(Passage given)
☆ ☆ ☆
2004 Jaguar XKR 4.2 X100 vs. 2002 Chevrolet Corvette C5
Understated supercharged Jaguar meets America’s brash plastic sports car and the result has us… well, surprised if we’re honest.
We compare two V8 performance icons which neatly mixed the old and new.
WORDS & PHOTOGRAPHY PAUL WAGER
TWIN TEST: XKR X100 v CORVETTE C5 Vette Science
If some of our British readers are looking at the incongruous pairing on these pages and judging it to be a somewhat tenuous comparison then yes, I can see where you’re coming from. But think laterally enough and the Corvette C5 and XKR X100 have more in common than you might think.
Both were announced as thoroughly modern designs yet retained elements of their predecessor – the pushrod V8 in the case of GM and the XJ-S platform in the case of Jaguar – and over in the USA there would have been more than a few buyers torn between the homegrown brawn of the Vette and the understated restraint of the Jaguar.
Not too many UK buyers probably lost sleep fretting over a ‘Corvette versus XKR’ decision, but for a brief while the two were in fact on sale here together, albeit the GM car only in left-hand drive. Launched in 1997, the C5 generation Corvette was the first to be properly marketed in Europe – including the UK – and lasted until 2004, meaning it neatly overlapped the X100 XKR.
There’s also another fascinating ‘what if?’ element to the comparison, since the two could very easily have ended up being in-house competitors and it’s entirely possible we could have had a Jaguar coupe powered not by the advanced AJ-V8 but by Chevy’s LS motor.
☆ ☆ ☆
(Recorded data)
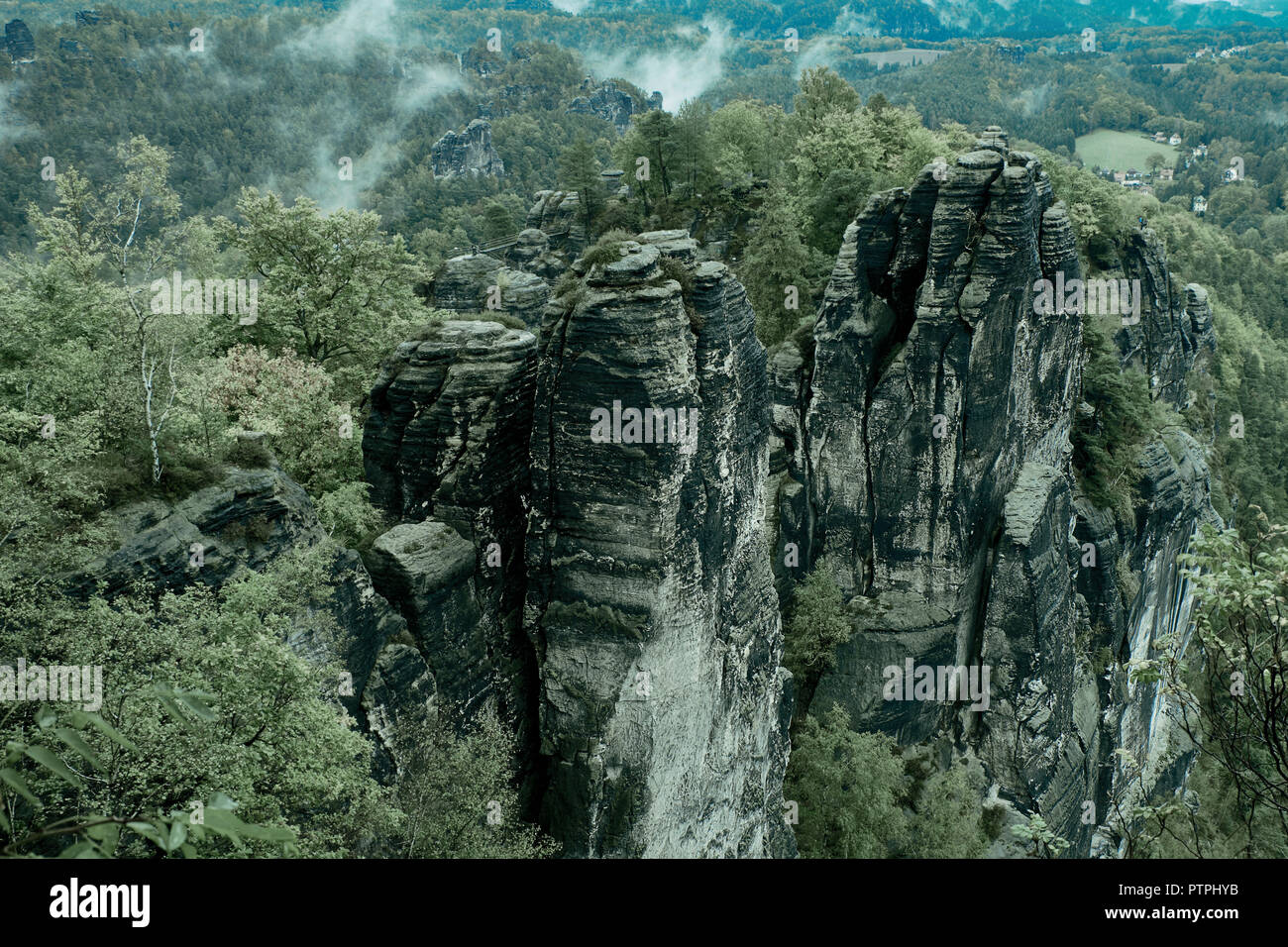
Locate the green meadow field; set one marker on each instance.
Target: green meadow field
(1121, 150)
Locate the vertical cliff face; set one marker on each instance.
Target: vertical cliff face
(652, 482)
(922, 454)
(446, 450)
(651, 599)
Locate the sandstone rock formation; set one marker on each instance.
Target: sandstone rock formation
(558, 215)
(610, 103)
(921, 453)
(917, 445)
(481, 285)
(250, 518)
(467, 153)
(1175, 328)
(651, 599)
(18, 42)
(446, 450)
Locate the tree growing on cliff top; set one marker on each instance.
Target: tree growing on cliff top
(776, 268)
(848, 788)
(579, 170)
(336, 289)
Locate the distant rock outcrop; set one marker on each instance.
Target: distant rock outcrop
(558, 215)
(467, 153)
(480, 285)
(610, 103)
(18, 42)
☆ ☆ ☆
(Task objective) Print everything from "2004 Jaguar XKR" down to "if we’re honest." in the Jaguar XKR versus Corvette C5 comparison, word for word.

(Full output)
2004 Jaguar XKR 4.2 X100 vs. 2002 Chevrolet Corvette C5
Understated supercharged Jaguar meets America’s brash plastic sports car and the result has us… well, surprised if we’re honest.